Work to be completed:
Can you return the lines of all the items below verbatim, leaving out the pictures?

(Segmentation mask data)
_____

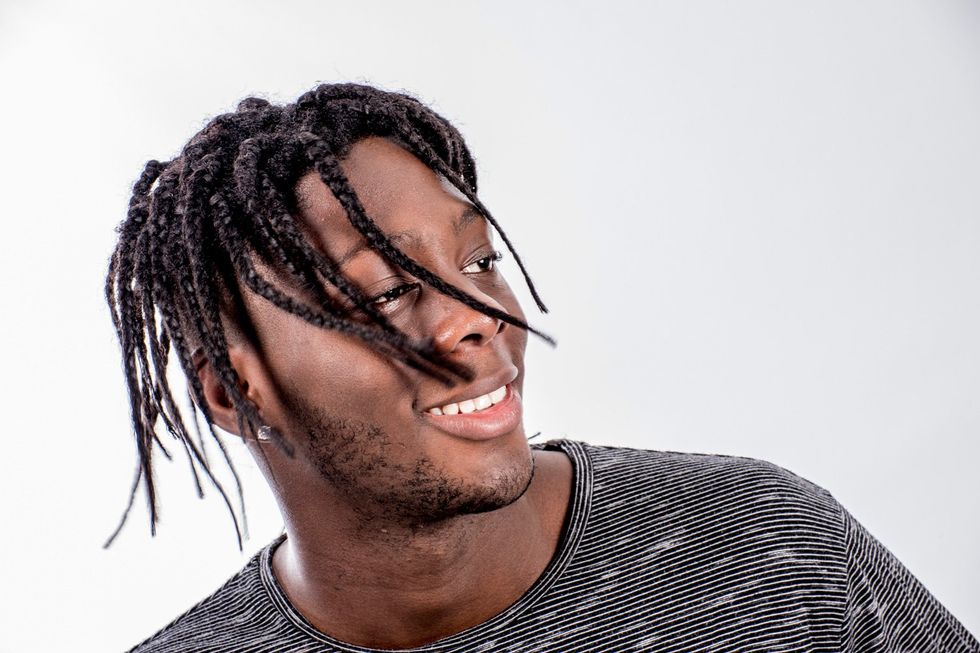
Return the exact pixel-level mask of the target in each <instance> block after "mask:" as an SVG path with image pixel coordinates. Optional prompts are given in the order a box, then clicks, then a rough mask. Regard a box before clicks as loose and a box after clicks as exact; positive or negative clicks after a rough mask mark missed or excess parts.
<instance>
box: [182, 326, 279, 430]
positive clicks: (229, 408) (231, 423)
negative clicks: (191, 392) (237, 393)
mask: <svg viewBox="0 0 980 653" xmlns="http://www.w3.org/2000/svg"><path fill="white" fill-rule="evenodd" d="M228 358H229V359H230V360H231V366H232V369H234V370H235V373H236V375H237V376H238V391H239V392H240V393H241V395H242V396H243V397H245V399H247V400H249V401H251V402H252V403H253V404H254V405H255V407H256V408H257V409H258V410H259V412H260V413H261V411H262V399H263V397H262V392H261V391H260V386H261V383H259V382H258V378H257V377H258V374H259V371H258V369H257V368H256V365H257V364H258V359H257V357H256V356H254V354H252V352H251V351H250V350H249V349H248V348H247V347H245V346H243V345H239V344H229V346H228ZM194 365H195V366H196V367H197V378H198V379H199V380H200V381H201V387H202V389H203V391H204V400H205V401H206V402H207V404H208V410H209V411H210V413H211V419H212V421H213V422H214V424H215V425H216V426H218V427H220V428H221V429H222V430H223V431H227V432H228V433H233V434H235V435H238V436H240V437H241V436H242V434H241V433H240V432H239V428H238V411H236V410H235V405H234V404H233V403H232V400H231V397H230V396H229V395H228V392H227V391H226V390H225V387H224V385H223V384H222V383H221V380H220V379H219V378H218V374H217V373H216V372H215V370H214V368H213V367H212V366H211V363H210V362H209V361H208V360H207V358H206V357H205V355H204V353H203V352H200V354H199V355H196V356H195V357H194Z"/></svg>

_____

Answer section:
Return the exact pixel-level mask of the target in each <instance> block after "mask:" as an SVG path with image pixel coordinates. Optional prompts are given in the order a box, then clicks, then a rough mask. Regard a box before clicks as loose and a box after clicks as exact; positive or negative clicks after a rough mask mark missed or excess parts.
<instance>
box: [182, 326, 279, 430]
positive clicks: (229, 408) (231, 423)
negative clicks: (191, 392) (237, 393)
mask: <svg viewBox="0 0 980 653" xmlns="http://www.w3.org/2000/svg"><path fill="white" fill-rule="evenodd" d="M228 358H229V359H230V360H231V366H232V369H234V370H235V373H236V375H237V376H238V391H239V392H240V393H241V395H242V396H243V397H245V399H247V400H249V401H251V402H252V403H253V404H254V405H255V407H256V408H257V409H258V410H259V412H260V413H261V411H262V399H263V397H262V392H261V391H260V386H261V383H259V382H258V378H257V377H258V374H259V371H258V369H257V368H256V365H257V364H258V359H257V357H256V356H254V354H252V352H251V351H250V350H249V349H248V348H247V347H245V346H243V345H239V344H229V346H228ZM194 365H195V366H196V367H197V378H198V379H199V380H200V381H201V387H202V389H203V391H204V400H205V401H206V402H207V404H208V410H209V411H210V413H211V419H212V421H213V422H214V424H215V425H216V426H218V427H220V428H221V429H222V430H223V431H227V432H228V433H233V434H235V435H238V436H240V437H241V436H242V434H241V433H240V432H239V428H238V411H236V410H235V405H234V404H233V403H232V400H231V397H230V396H229V395H228V392H227V391H226V390H225V387H224V385H223V384H222V383H221V380H220V379H219V378H218V374H217V373H216V372H215V370H214V368H213V367H212V366H211V363H210V362H209V361H208V360H207V358H206V357H205V355H204V353H203V352H200V354H199V355H196V356H195V357H194Z"/></svg>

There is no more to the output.